START RECORD EXTRACTS

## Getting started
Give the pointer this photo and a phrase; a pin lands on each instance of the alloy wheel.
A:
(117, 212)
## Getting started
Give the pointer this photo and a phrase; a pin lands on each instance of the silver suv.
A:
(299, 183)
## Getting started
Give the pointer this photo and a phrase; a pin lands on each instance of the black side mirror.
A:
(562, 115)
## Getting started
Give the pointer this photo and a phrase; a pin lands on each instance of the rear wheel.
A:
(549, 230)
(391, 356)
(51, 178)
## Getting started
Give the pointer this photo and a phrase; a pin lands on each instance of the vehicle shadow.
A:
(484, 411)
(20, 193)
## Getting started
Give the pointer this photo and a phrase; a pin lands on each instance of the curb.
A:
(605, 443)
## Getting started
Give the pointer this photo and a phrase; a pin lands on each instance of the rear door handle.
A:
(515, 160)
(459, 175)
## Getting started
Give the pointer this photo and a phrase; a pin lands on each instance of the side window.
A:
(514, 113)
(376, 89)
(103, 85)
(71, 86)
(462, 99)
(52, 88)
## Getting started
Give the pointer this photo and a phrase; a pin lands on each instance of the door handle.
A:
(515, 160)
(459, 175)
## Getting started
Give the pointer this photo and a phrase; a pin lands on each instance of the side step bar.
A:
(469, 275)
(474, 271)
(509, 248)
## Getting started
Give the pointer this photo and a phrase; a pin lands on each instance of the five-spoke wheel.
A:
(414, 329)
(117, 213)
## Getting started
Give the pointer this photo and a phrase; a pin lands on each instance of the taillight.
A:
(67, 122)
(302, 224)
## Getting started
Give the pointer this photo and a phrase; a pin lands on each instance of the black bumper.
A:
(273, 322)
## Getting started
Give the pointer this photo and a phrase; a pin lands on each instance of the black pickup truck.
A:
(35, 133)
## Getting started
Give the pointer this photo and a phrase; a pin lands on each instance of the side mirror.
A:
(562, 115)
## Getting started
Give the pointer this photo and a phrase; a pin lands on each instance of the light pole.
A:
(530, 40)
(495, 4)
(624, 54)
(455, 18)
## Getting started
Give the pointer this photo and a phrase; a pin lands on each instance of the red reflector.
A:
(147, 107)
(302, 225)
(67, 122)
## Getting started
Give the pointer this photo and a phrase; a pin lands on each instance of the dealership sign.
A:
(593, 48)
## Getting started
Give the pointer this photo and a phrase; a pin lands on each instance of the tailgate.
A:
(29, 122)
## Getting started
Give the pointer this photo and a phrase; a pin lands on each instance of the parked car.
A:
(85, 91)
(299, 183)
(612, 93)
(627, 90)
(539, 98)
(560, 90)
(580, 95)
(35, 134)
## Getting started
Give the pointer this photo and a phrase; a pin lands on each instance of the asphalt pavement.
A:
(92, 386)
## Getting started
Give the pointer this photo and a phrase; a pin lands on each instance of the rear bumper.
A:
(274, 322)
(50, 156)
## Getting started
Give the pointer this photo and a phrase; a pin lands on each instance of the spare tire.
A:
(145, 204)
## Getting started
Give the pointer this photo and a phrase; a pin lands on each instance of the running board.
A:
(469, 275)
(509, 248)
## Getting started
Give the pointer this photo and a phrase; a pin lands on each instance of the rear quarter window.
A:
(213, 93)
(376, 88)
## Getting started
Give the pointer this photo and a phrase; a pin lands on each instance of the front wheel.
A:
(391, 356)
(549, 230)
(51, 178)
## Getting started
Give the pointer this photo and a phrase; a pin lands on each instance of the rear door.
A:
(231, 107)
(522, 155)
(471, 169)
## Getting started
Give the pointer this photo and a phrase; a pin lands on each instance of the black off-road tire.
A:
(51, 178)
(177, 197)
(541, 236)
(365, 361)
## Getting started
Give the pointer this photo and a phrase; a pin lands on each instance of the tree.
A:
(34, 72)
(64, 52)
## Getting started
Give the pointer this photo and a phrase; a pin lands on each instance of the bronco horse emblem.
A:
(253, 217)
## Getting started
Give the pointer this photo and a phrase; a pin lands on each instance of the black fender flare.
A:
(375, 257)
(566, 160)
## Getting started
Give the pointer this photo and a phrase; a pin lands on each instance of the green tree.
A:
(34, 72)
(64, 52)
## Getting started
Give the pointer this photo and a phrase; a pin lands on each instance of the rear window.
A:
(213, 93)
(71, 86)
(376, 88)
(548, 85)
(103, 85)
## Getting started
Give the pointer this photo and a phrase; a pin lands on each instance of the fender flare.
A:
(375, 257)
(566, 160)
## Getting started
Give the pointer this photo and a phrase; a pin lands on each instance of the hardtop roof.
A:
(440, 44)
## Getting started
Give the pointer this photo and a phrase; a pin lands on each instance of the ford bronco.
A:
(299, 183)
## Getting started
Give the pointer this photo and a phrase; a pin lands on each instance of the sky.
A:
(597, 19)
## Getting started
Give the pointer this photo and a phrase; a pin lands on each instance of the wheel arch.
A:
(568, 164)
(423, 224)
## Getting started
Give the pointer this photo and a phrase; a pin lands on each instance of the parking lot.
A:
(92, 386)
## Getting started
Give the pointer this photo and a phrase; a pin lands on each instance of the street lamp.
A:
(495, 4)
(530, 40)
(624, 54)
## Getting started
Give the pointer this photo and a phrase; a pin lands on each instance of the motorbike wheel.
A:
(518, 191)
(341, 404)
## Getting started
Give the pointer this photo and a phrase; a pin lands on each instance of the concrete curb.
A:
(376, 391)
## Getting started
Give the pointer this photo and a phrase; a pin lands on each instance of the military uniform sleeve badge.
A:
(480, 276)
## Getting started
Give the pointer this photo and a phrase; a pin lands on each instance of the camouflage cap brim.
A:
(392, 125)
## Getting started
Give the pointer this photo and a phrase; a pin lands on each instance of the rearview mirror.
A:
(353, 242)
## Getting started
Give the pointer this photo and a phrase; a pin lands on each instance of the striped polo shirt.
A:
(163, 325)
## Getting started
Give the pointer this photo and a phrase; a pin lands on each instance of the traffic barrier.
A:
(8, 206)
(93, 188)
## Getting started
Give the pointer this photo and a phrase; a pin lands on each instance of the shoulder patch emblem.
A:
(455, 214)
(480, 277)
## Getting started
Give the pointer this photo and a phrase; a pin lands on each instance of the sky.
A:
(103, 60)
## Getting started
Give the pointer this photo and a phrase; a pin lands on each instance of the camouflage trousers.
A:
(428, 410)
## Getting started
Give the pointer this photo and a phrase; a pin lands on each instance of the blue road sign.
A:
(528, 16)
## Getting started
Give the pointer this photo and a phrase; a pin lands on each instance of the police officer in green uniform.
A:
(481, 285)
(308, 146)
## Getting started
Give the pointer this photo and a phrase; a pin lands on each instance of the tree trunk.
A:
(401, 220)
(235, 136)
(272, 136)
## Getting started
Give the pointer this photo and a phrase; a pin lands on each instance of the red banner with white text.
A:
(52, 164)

END RECORD EXTRACTS

◆ WHAT THE EXERCISE ASKS: The answer must be the complete set of entries, retyped exactly.

◆ TASK RESULT:
## Getting started
Give the pointer this photo and a phrase; a pin lands on each instance of the alloy wheel.
A:
(117, 212)
## Getting started
Give the pointer this photo and a phrase; a pin lands on each instance of the silver suv.
A:
(299, 183)
## Getting started
Give the pointer this photo and a phrase; a pin lands on each instance of the black side mirror.
A:
(562, 115)
## Getting started
Give the pointer this photo and a phrase; a pin lands on each instance of the rear wheel.
A:
(549, 230)
(391, 356)
(51, 178)
## Getting started
Give the pointer this photo and a phrase; a pin lands on each instance of the vehicle shadow.
A:
(484, 411)
(20, 193)
## Getting started
Give the pointer this photo and a phrase; a pin lands on each instance of the curb.
A:
(605, 443)
## Getting started
Give the pointer this photo and a phrase; a pin lands on each instance of the rear door handle.
A:
(515, 160)
(459, 175)
## Getting started
Give the pointer this photo and a phrase; a pin lands on each instance of the side window.
A:
(514, 113)
(376, 89)
(103, 85)
(71, 86)
(462, 99)
(52, 88)
## Getting started
Give the pointer this photo and a phrase; a pin lands on each instance of the door handle.
A:
(515, 160)
(459, 175)
## Getting started
Give the pointer this photo and a phrase; a pin lands on each instance of the side step bar.
A:
(469, 275)
(474, 271)
(509, 248)
## Getting started
Give the pointer this photo and a phrase; a pin lands on each instance of the five-spoke wheel.
A:
(414, 329)
(117, 213)
## Getting started
Give the pointer this photo and a phrase; a pin lands on each instance of the taillight.
A:
(67, 122)
(302, 224)
## Getting started
Give the pointer this photo and a phrase; a pin lands on each instance of the black bumper.
A:
(273, 322)
## Getting started
Give the pointer this photo and a phrase; a pin lands on each instance of the black pickup truck.
A:
(35, 133)
## Getting started
Give the pointer this photo and a phrase; a pin lands on each instance of the side mirror.
A:
(562, 115)
## Getting started
Give the pointer this photo and a phrase; a pin lands on each instance of the light pole.
A:
(530, 40)
(495, 4)
(624, 54)
(455, 18)
## Getting started
Give the pointer this photo and a phrase; a pin lands on each instance of the red reflector.
A:
(147, 107)
(302, 225)
(67, 122)
## Getting started
Give the pointer this photo and a phrase; a pin lands on each instance of the dealership sign.
A:
(593, 48)
## Getting started
Give the pointer this photo and a phrase; a pin lands on each instance of the tailgate.
A:
(29, 122)
## Getting started
Give the pointer this photo and a phrase; a pin lands on each instance of the parked car.
A:
(85, 91)
(299, 183)
(612, 93)
(627, 90)
(539, 98)
(560, 90)
(580, 95)
(35, 134)
## Getting started
Give the pointer this photo and a phrase; a pin lands on each instance of the asphalt pavement.
A:
(92, 386)
## Getting started
Give the pointer this photo and a phrase; a pin lands on each instance of the rear bumper.
A:
(274, 322)
(50, 156)
## Getting started
Give the pointer this photo and a phrase; a pin lands on each instance of the spare tire.
A:
(145, 204)
## Getting started
Give the pointer this photo and a phrase; a pin lands on each instance of the running board.
A:
(469, 275)
(509, 248)
## Getting started
Give the pointer this photo and a phrase; a pin lands on each instance of the rear quarter window.
A:
(213, 93)
(376, 88)
## Getting started
Give the pointer this photo and a phrase; a pin lands on each instance of the front wheel.
A:
(391, 356)
(549, 230)
(51, 178)
## Getting started
Give the pointer this photo and a phrase; a pin lands on each instance of the rear door.
A:
(231, 107)
(522, 155)
(471, 169)
## Getting started
Give the pointer this photo and a phrase; a pin lands on each instance of the black off-road tire.
A:
(51, 178)
(177, 197)
(541, 236)
(365, 361)
## Getting started
Give the pointer this photo and a phrase; a pin lands on each instance of the tree.
A:
(34, 72)
(64, 52)
## Getting started
Give the pointer this photo and a phrase; a pin lands on each instance of the bronco horse emblem.
A:
(253, 217)
## Getting started
Give the pointer this photo and a phrase; a pin lands on each instance of the black fender flare.
A:
(375, 257)
(566, 160)
## Getting started
Give the pointer this photo and a phrase; a pin lands on each instance of the green tree.
A:
(34, 72)
(64, 52)
## Getting started
Give the pointer this photo and a phrase; a pin lands on each instance of the rear window.
A:
(213, 93)
(71, 86)
(376, 88)
(548, 85)
(103, 85)
## Getting started
Give the pointer this photo and a phrase; a pin lands on each instance of the fender flare.
A:
(375, 257)
(566, 160)
## Getting started
Give the pointer this photo and a phrase; a pin lands on each instance of the hardtop roof.
A:
(440, 44)
## Getting started
Give the pointer this photo and a phrase; a pin lands on each instance of the ford bronco.
A:
(299, 183)
## Getting started
Give the pointer this photo and a phrase; a pin lands on each instance of the sky.
A:
(597, 19)
## Getting started
Give the pointer this photo and a phrase; a pin lands on each instance of the wheel arch.
A:
(568, 164)
(423, 224)
## Getting started
Give the pointer this photo and a phrase; a pin lands on each instance of the parking lot.
A:
(92, 386)
## Getting started
Give the pointer this photo and a phrase; a pin lands on each instance of the street lamp.
A:
(495, 4)
(530, 40)
(624, 54)
## Getting started
Give the pointer this photo and a phrase; a pin lands on each instance of the motorbike wheel.
A:
(518, 191)
(341, 404)
## Getting started
Give the pointer this photo and a phrase; a pin lands on each instance of the concrete curb.
A:
(376, 391)
## Getting started
Give the pointer this photo and a phrase; a pin lands on each instance of the military uniform sleeve badge.
A:
(480, 276)
## Getting started
Give the pointer this photo and a phrase; a pin lands on each instance of the camouflage cap brim.
A:
(392, 125)
## Getting started
Give the pointer this photo and a phrase; a pin lands on each instance of the rearview mirror.
A:
(353, 242)
## Getting started
Give the pointer this photo and a phrase; a pin lands on each instance of the striped polo shirt.
A:
(163, 325)
## Getting started
Give the pointer this photo and a phrase; a pin lands on each instance of the traffic barrier.
A:
(8, 206)
(93, 188)
## Getting started
Give the pointer this photo and a phrase; a pin lands on each instance of the shoulder patch emblem.
A:
(455, 214)
(480, 277)
## Getting started
Give the pointer this photo and a phrase; a pin lands on each instance of the sky.
A:
(103, 60)
## Getting started
Give the pointer this photo and a phrase; a pin lands on each instance of the camouflage trousers.
A:
(428, 410)
## Getting started
Give the pointer this photo and a phrase; a pin lands on each instance of the blue road sign.
A:
(528, 16)
## Getting started
Give the pointer this photo and a phrase; a pin lands on each instance of the police officer in green uniform.
A:
(481, 285)
(308, 146)
## Getting started
Give the pointer this photo and a phrase; a pin lands on each instance of the tree trunk.
A:
(401, 220)
(235, 136)
(272, 136)
## Getting started
Give the pointer this photo and a phrase; a pin lands on each instance of the red banner with white text.
A:
(52, 164)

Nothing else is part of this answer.